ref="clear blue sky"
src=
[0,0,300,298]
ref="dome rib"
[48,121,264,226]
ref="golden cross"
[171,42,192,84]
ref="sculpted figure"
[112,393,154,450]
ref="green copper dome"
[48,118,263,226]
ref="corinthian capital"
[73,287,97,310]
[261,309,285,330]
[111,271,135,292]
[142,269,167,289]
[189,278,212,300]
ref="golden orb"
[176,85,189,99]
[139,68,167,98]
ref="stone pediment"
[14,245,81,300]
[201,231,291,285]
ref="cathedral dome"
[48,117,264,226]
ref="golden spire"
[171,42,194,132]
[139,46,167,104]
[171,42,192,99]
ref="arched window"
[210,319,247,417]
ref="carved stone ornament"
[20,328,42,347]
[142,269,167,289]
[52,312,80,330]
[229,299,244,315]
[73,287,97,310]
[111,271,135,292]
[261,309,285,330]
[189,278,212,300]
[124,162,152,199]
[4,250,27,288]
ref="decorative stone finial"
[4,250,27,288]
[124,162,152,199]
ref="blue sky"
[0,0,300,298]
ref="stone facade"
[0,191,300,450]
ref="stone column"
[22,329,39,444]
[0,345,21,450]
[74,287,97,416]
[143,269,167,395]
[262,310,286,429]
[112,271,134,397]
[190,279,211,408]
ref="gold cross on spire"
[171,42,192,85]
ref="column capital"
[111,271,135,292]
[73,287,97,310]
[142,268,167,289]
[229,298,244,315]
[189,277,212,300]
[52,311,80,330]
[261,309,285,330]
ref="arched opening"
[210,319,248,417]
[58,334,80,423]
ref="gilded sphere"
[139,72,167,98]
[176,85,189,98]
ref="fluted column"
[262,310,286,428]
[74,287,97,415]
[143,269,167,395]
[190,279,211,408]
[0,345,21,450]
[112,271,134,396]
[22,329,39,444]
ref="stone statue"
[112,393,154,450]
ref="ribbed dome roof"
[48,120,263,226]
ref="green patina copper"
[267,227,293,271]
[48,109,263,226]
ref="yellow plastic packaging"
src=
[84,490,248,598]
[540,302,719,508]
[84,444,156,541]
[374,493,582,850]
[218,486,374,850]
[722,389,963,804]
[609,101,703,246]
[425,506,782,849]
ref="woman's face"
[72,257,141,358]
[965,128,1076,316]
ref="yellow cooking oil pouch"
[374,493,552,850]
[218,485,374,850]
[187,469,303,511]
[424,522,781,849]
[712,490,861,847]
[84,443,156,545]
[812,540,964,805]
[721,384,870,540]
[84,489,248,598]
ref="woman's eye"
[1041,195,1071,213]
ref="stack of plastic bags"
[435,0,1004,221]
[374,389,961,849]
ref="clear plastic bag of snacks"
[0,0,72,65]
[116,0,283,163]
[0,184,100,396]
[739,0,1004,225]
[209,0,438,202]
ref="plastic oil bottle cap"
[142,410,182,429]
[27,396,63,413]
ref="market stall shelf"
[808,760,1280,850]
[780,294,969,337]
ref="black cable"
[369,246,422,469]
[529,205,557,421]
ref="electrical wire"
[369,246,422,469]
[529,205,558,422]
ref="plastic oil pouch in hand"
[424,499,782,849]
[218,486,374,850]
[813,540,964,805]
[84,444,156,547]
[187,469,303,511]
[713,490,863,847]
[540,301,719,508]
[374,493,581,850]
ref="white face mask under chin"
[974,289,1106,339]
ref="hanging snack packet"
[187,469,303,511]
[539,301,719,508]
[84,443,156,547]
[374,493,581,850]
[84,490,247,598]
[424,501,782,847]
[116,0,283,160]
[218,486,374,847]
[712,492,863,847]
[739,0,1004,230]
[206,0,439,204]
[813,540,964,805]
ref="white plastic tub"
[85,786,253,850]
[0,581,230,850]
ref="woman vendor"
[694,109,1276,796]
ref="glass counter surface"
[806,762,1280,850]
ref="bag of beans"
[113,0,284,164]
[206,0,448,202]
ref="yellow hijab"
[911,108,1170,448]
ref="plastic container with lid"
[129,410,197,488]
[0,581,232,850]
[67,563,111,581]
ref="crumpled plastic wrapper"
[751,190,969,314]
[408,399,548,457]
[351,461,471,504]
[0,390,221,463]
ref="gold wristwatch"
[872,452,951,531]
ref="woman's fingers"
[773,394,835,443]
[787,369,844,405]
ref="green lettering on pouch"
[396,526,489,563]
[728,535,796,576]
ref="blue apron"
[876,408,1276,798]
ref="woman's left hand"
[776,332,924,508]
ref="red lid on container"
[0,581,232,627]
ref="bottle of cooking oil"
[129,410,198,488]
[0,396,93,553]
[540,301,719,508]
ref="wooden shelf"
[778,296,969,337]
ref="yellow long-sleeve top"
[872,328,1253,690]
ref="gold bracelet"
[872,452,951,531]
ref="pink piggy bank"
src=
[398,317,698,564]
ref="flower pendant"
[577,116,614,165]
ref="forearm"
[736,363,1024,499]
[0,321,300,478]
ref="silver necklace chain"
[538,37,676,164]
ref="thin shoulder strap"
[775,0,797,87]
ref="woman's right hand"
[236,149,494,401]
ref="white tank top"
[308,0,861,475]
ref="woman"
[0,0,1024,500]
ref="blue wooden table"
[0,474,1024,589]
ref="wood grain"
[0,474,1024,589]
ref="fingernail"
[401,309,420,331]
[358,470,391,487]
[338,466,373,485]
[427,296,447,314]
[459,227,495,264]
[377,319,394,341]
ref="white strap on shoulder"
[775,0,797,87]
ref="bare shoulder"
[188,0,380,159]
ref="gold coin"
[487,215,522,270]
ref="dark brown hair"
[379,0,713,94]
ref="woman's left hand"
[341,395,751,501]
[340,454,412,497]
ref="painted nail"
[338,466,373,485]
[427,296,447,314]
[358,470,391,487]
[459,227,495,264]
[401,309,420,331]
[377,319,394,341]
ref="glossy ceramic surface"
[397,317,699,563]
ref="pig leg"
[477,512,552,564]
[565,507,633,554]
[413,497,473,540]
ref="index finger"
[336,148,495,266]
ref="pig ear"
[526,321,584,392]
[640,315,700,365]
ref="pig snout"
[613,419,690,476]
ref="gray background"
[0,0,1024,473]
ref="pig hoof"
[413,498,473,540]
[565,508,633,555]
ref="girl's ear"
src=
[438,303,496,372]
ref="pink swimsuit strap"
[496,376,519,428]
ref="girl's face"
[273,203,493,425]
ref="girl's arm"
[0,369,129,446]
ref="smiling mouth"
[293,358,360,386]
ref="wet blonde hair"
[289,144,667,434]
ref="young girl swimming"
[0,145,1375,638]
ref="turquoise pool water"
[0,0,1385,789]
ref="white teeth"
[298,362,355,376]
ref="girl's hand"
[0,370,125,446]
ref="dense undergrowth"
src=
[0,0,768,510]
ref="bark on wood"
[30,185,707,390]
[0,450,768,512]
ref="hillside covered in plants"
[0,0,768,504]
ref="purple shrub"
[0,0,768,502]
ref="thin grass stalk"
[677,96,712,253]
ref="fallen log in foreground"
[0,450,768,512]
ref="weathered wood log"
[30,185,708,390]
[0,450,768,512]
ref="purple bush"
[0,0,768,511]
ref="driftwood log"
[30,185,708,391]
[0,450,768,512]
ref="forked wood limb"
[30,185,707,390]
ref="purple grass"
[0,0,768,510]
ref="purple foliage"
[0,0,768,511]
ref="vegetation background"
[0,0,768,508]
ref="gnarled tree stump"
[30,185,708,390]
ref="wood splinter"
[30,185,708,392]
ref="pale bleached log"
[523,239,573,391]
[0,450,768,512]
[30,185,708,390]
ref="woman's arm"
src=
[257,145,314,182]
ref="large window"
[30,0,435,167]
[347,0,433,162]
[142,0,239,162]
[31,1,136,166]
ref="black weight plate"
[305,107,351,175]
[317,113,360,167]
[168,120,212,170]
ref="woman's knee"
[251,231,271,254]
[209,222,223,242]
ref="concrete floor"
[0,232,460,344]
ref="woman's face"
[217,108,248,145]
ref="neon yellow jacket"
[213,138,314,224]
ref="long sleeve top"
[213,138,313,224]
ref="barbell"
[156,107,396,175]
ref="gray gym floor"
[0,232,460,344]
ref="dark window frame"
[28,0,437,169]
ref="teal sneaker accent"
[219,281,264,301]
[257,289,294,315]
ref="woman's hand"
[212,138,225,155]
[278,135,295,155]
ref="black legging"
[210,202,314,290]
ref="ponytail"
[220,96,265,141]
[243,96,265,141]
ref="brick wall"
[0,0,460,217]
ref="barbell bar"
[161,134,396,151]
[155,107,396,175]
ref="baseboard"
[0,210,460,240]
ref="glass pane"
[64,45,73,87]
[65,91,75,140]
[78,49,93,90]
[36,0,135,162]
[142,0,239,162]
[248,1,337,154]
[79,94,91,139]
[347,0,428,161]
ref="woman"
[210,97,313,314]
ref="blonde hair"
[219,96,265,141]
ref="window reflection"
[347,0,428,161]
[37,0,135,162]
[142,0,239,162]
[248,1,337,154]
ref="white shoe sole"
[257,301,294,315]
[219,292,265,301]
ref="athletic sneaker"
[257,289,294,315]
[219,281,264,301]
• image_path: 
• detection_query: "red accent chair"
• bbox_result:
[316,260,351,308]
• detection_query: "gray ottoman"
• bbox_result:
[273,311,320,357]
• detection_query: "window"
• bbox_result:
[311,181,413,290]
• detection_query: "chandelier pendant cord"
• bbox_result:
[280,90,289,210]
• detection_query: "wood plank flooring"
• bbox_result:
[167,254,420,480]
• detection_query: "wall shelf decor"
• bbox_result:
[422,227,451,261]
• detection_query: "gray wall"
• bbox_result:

**The task**
Locate every line in the listing above that contains the string "strap" and copy each one out in full. Matching is case-sensitive.

**Result of this exercise**
ref="thin shoulder strap"
ref="white strap on shoulder"
ref="pink swimsuit strap"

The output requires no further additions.